#### EXERCISE DIRECTIONS
Give back the full data character for character.

(Stored entries)
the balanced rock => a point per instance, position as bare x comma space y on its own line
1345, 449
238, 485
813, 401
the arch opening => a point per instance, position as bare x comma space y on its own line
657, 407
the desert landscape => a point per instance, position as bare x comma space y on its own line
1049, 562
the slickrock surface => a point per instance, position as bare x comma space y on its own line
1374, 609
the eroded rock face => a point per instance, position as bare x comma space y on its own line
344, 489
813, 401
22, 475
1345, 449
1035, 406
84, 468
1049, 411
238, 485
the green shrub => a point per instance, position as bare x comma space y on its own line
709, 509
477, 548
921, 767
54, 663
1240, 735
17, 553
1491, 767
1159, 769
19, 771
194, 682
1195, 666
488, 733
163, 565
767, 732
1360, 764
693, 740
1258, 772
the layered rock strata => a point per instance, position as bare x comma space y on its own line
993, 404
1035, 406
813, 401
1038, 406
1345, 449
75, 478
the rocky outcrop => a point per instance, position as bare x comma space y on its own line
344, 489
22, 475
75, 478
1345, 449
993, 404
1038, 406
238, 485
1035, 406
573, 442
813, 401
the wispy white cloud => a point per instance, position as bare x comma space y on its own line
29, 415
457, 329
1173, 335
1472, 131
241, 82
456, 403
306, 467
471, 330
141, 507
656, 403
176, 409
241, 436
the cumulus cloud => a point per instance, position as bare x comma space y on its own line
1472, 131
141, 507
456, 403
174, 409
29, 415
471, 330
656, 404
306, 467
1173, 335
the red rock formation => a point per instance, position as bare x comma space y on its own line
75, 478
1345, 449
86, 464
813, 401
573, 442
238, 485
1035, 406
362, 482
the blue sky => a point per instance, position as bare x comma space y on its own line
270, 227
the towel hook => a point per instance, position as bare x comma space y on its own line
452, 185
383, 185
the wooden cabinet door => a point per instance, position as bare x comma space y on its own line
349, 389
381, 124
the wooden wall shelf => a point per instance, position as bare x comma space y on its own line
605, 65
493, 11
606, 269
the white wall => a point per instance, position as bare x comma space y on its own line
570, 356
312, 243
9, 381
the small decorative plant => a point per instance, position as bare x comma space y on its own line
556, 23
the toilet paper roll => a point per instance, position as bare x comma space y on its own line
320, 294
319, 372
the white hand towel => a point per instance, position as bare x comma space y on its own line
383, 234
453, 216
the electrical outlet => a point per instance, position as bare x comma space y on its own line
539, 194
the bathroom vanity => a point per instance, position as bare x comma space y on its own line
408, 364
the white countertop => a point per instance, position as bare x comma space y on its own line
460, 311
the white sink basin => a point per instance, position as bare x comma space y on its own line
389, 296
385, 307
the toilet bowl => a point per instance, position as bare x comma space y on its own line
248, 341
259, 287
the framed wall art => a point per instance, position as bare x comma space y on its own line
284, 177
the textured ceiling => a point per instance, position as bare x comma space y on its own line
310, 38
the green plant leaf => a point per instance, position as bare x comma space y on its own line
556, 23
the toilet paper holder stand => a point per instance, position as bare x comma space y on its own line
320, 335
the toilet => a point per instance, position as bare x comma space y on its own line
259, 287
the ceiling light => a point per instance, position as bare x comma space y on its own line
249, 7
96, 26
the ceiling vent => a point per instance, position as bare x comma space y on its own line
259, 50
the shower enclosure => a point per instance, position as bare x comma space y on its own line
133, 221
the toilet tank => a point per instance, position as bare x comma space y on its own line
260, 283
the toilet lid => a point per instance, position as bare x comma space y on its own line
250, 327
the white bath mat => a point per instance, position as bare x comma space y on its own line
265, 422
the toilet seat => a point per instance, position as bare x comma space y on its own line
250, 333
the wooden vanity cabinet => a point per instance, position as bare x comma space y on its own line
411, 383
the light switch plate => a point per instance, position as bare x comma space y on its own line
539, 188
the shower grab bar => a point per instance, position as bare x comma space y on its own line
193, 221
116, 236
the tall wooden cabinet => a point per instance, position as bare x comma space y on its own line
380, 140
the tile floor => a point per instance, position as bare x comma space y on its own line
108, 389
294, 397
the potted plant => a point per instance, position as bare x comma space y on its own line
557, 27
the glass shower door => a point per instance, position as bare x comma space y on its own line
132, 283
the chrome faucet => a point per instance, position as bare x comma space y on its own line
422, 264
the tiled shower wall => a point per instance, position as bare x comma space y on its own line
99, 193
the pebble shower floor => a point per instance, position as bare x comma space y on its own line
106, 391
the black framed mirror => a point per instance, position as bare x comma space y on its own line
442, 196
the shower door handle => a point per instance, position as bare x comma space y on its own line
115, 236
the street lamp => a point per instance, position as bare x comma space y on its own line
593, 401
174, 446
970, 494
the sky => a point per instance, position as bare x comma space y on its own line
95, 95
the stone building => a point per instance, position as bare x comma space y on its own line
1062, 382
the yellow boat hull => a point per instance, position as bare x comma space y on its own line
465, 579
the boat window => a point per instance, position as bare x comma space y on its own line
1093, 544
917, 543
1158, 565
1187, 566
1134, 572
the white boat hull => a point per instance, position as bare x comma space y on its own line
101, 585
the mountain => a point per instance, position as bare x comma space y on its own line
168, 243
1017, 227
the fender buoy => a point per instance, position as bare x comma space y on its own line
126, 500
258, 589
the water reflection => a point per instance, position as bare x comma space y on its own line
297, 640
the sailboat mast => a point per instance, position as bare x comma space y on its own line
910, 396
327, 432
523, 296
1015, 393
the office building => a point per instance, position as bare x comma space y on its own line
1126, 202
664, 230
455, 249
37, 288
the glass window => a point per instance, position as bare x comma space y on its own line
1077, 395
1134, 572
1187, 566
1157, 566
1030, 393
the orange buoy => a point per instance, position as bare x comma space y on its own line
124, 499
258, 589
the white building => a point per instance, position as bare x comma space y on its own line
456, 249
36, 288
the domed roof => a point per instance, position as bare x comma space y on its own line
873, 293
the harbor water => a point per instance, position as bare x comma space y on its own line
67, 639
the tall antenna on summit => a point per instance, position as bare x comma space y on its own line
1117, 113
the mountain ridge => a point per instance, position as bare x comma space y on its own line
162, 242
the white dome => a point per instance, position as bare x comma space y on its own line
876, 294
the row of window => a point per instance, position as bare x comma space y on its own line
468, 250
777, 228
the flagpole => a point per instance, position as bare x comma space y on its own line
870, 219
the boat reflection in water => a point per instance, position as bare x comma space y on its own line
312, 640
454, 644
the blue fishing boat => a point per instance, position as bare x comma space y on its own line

#### TASK RESULT
the balanced rock => a point per instance, position as bare x comma space y on its own line
1345, 449
238, 485
813, 401
the arch opening => a point per instance, position as bare x comma space y on its own line
657, 407
the desert landscape => a point per instance, position as bare x comma space y on its own line
1049, 562
the slickrock surface => a point per instance, position as bare x comma space y on its own line
1374, 609
the eroded rock face => a point per instance, position as bare x comma space y on its own line
344, 489
813, 401
22, 475
1345, 449
1035, 406
84, 468
1049, 411
238, 485
the green shrub => a point per instance, position as bare x comma space y on its own line
709, 509
477, 548
921, 767
54, 663
1240, 735
17, 553
1491, 767
1159, 769
19, 771
194, 682
1195, 666
488, 733
163, 565
767, 732
1360, 764
693, 740
1258, 772
the layered rock strata => a point per instance, position as bare x comma space y on its own line
993, 404
1035, 406
813, 401
1038, 406
1345, 449
75, 478
the rocky outcrop => a point per instance, position as bare x comma space y on its own line
344, 489
22, 475
75, 478
1345, 449
993, 404
1038, 406
238, 485
1035, 406
573, 442
813, 401
the wispy white cloud => a point per instance, position as bare x comma space y on its own line
29, 415
457, 329
1173, 335
1472, 131
241, 82
456, 403
306, 467
471, 330
141, 507
656, 403
176, 409
241, 436
the cumulus cloud => a point per instance, position as bare x comma space y on its own line
1472, 131
141, 507
456, 403
174, 409
29, 415
471, 330
656, 404
306, 467
1173, 335
the red rock formation => a point per instance, position as bare x comma space y on its own line
75, 478
1345, 449
86, 464
813, 401
573, 442
238, 485
1035, 406
362, 482
the blue sky => a point per instance, position as bare x comma space y on its own line
270, 227
the towel hook => a point per instance, position as bare x comma space y on its own line
452, 185
383, 185
the wooden cabinet door => a point per instance, position as bare x comma space y on its own line
349, 389
381, 124
the wooden wall shelf => a point per instance, position as bare x comma space y on its own line
605, 65
493, 11
606, 269
the white wall => a point per instance, position as bare x comma space y on its own line
570, 356
312, 243
9, 381
the small decorative plant => a point per instance, position as bare x comma space y on its own line
556, 23
the toilet paper roll => a point per instance, position as bare x comma space y on its own line
320, 294
319, 372
the white hand towel => a point per instance, position as bare x comma space y on its own line
383, 234
453, 216
the electrical outlet => a point per instance, position as bare x comma space y on its own line
539, 194
the bathroom vanity => a point per instance, position as bare x comma space y on its own line
408, 364
the white countertop => a point per instance, position as bare x comma space y on its own line
460, 311
the white sink basin => a point per instance, position as bare x comma space y on its own line
389, 296
385, 307
the toilet bowl => a point per instance, position as bare x comma space y on its own line
248, 341
259, 287
the framed wall art => a point per instance, position as bare x comma space y on its own line
284, 177
the textured ceiling => a point per instance, position as bare x comma space y on its own line
310, 38
the green plant leaf => a point per instance, position as bare x comma space y on its own line
556, 23
the toilet paper holder stand => a point per instance, position as bare x comma space y on its own line
320, 335
the toilet => a point per instance, position as bare x comma space y on its own line
259, 287
the ceiling light => a point per instance, position as bare x comma space y on its own line
249, 7
96, 26
the ceiling vent => a point per instance, position as bare x comma space y on its own line
259, 50
the shower enclosure => a point per instance, position as bare x comma space y on its own line
133, 221
the toilet tank => a point per instance, position as bare x comma space y on its own line
260, 283
the toilet lid => a point per instance, position as bare x comma space y on its own line
250, 327
the white bath mat => a point per instance, position as bare x comma space y on its own line
265, 422
the toilet seat => a point per instance, position as bare x comma space y on its own line
250, 333
the wooden vanity cabinet => a point per instance, position as bare x comma space y on its own line
411, 383
the light switch plate => a point per instance, position as bare x comma space y on its own line
539, 188
the shower grab bar => a point per instance, position as bare x comma space y on its own line
193, 221
116, 236
the tall wooden cabinet => a point per instance, position as bare x comma space y on its own line
380, 140
the tile floor => a point per instance, position as bare x comma space y on its own line
108, 389
294, 397
the potted plant => a point per instance, position as bare x comma space y on its own line
557, 27
the glass shower door => a point per instance, position as bare x comma space y on its own line
132, 283
the chrome faucet => a point per instance, position as bare x comma space y on its own line
422, 264
the tiled shower wall => a point per instance, position as bare x comma space y on its own line
99, 193
the pebble shower floor => a point per instance, position as bare x comma space y on its own line
106, 391
the black framed mirror => a point per instance, position as bare x comma space y on its own line
442, 196
the shower door handle => a point per instance, position as bare x comma space y on its own line
115, 236
the street lamp => a point per instance, position as bare x comma space y on its own line
593, 401
174, 446
970, 494
the sky => a point per instance, position as bare x comma space y on its own line
95, 95
the stone building => a point per instance, position as bare x comma space y on its own line
1062, 382
the yellow boat hull => a point per instance, position as bare x comma space y on its own line
465, 579
the boat window => a point per instance, position as bare x comma space y on its own line
1093, 544
917, 543
1158, 565
1187, 566
1134, 572
the white boat hull => a point per instance, position as bare x comma space y on its own line
101, 585
the mountain => a point per instance, position as bare x comma space y on its own line
168, 243
1017, 227
the fender buoy => a point per instance, position as bare x comma space y on its own line
126, 500
258, 589
the water reflection => a point per instance, position as bare x comma space y on its own line
297, 640
the sailboat mast => a point per instance, position as bare x comma space y on its own line
910, 396
327, 432
523, 296
1015, 393
the office building => a point per instance, position as bare x comma space y on its own line
1126, 202
664, 230
455, 249
37, 288
the glass window => a point per instance, position as bare x comma space y on its own line
1077, 395
1134, 572
1187, 566
1157, 566
1030, 393
the orange buoy => a point per instance, position as bare x comma space y on its own line
124, 499
258, 589
the white building => a point per instance, position as bare x comma space y on its own line
456, 249
36, 288
the domed roof => a point per instance, position as bare x comma space y on its own line
873, 293
the harbor water => a point per instance, position as bare x comma space y on its own line
67, 639
the tall antenna on summit => a point per instance, position as bare x comma space y on its own line
1117, 113
the mountain ridge => a point per instance, position as bare x comma space y on its own line
162, 242
the white dome => a point per instance, position as bare x comma space y on its own line
876, 294
the row of window => a point per instance, position as bare x comma space y on its own line
468, 250
777, 228
the flagpole => a point per instance, position as bare x comma space y on its own line
870, 219
the boat reflection in water => a point per instance, position as bare x comma space y on its own line
312, 640
454, 644
the blue fishing boat => a point per instance, position as bare x comma space y on its own line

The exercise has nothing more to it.